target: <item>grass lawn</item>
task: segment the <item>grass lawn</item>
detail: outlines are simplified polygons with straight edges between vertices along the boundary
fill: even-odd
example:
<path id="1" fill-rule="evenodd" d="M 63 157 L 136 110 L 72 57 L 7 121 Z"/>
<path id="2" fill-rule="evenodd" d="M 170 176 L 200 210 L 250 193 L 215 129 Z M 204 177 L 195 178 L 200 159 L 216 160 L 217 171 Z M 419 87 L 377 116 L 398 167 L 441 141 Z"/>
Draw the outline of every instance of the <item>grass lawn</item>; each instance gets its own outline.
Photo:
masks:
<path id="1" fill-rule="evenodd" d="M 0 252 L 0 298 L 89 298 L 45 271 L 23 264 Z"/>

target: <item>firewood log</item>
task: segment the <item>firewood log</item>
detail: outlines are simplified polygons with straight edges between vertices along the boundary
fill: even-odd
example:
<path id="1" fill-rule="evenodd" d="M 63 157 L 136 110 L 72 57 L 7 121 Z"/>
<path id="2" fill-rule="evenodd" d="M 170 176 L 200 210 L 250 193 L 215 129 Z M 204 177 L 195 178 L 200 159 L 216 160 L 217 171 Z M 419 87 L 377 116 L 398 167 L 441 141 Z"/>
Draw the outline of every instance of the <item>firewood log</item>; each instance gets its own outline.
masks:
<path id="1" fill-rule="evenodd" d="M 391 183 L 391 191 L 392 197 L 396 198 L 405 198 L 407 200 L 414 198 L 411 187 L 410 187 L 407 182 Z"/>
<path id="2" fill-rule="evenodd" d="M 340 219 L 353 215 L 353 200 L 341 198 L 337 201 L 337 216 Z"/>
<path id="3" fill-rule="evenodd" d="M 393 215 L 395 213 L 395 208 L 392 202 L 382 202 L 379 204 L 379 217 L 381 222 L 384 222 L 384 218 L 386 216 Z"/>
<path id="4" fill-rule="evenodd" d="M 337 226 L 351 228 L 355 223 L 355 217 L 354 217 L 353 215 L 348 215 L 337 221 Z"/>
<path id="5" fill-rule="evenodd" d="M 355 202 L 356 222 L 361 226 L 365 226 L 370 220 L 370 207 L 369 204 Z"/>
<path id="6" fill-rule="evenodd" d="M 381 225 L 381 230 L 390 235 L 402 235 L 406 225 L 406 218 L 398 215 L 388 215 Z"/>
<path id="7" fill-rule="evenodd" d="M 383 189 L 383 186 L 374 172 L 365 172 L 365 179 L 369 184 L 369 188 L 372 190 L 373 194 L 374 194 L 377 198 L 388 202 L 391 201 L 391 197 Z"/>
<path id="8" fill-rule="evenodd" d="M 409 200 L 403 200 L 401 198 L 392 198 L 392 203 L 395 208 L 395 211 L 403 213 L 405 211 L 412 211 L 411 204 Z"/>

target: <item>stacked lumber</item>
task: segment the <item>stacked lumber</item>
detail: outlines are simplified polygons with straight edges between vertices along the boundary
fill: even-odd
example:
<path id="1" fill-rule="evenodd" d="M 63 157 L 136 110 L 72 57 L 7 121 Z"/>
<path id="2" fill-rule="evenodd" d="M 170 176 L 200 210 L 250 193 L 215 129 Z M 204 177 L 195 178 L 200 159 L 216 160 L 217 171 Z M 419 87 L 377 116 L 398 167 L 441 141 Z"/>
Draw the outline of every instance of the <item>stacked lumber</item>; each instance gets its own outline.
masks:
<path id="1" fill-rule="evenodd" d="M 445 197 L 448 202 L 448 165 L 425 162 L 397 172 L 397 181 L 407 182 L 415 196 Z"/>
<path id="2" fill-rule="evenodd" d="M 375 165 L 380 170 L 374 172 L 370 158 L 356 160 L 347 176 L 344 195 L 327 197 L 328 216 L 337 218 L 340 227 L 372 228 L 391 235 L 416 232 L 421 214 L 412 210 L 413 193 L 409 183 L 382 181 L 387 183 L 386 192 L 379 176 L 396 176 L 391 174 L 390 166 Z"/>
^^^^
## Exercise details
Can you change every "Draw the outline" in these lines to "Trace the outline" and leave everything else as it is?

## Final answer
target: <item>grass lawn</item>
task: segment the <item>grass lawn</item>
detail: outlines are simplified polygons with straight edges between vertices along the boundary
fill: even-odd
example:
<path id="1" fill-rule="evenodd" d="M 63 157 L 136 110 L 72 57 L 7 121 Z"/>
<path id="2" fill-rule="evenodd" d="M 170 176 L 200 210 L 250 193 L 215 129 Z M 204 177 L 195 178 L 200 159 L 216 160 L 217 171 Z M 419 87 L 377 116 L 398 167 L 441 141 Z"/>
Trace the outline of every instance of the <item>grass lawn</item>; each instance gets its own outline.
Photo:
masks:
<path id="1" fill-rule="evenodd" d="M 0 252 L 0 298 L 89 298 L 45 271 L 23 264 Z"/>

target: <item>firewood log</item>
task: segment the <item>firewood log</item>
detail: outlines are simplified polygons with straight edges between vertices along the boundary
fill: even-odd
example:
<path id="1" fill-rule="evenodd" d="M 63 157 L 136 110 L 72 57 L 7 121 Z"/>
<path id="2" fill-rule="evenodd" d="M 170 176 L 200 210 L 250 193 L 215 129 Z M 204 177 L 195 178 L 200 159 L 216 160 L 217 171 Z M 419 87 L 377 116 L 398 167 L 441 141 Z"/>
Trace the outline of every instance of the <item>firewood log</item>; each instance gets its own outline.
masks:
<path id="1" fill-rule="evenodd" d="M 391 183 L 391 191 L 392 197 L 396 198 L 405 198 L 407 200 L 414 198 L 411 187 L 410 187 L 407 182 Z"/>
<path id="2" fill-rule="evenodd" d="M 340 219 L 353 215 L 353 200 L 341 198 L 337 201 L 337 216 Z"/>
<path id="3" fill-rule="evenodd" d="M 393 215 L 395 213 L 395 208 L 392 202 L 382 202 L 379 204 L 379 217 L 381 222 L 384 222 L 384 218 L 386 216 Z"/>
<path id="4" fill-rule="evenodd" d="M 337 226 L 351 228 L 355 223 L 355 217 L 354 217 L 353 215 L 348 215 L 337 221 Z"/>
<path id="5" fill-rule="evenodd" d="M 355 202 L 356 222 L 361 226 L 365 226 L 370 220 L 370 207 L 369 204 Z"/>
<path id="6" fill-rule="evenodd" d="M 381 225 L 381 230 L 390 235 L 402 235 L 406 225 L 406 218 L 398 215 L 388 215 Z"/>
<path id="7" fill-rule="evenodd" d="M 383 189 L 383 186 L 374 172 L 365 172 L 365 179 L 369 184 L 369 188 L 372 190 L 373 194 L 374 194 L 377 198 L 388 202 L 391 201 L 391 197 Z"/>
<path id="8" fill-rule="evenodd" d="M 409 200 L 403 200 L 401 198 L 392 198 L 392 203 L 395 208 L 395 211 L 403 213 L 405 211 L 412 211 L 411 204 Z"/>

target: <item>stacked lumber</item>
task: segment the <item>stacked lumber</item>
detail: outlines are simplified polygons with straight edges between vertices along the boundary
fill: even-odd
example:
<path id="1" fill-rule="evenodd" d="M 63 157 L 136 110 L 72 57 L 7 121 Z"/>
<path id="2" fill-rule="evenodd" d="M 170 176 L 200 210 L 250 193 L 215 129 Z M 204 177 L 195 178 L 200 159 L 216 160 L 217 171 Z M 419 87 L 377 116 L 398 167 L 441 141 Z"/>
Trace the outline of every instance of the <item>stacked lumber</item>; each instance gets its own outline.
masks:
<path id="1" fill-rule="evenodd" d="M 445 197 L 448 202 L 448 165 L 425 162 L 397 172 L 397 181 L 407 182 L 415 196 Z"/>
<path id="2" fill-rule="evenodd" d="M 375 165 L 380 170 L 374 172 L 370 158 L 356 160 L 347 176 L 344 195 L 327 197 L 328 216 L 337 218 L 340 227 L 372 228 L 391 235 L 416 232 L 421 214 L 412 210 L 413 193 L 409 183 L 382 181 L 387 183 L 386 192 L 379 176 L 396 176 L 391 174 L 390 166 Z"/>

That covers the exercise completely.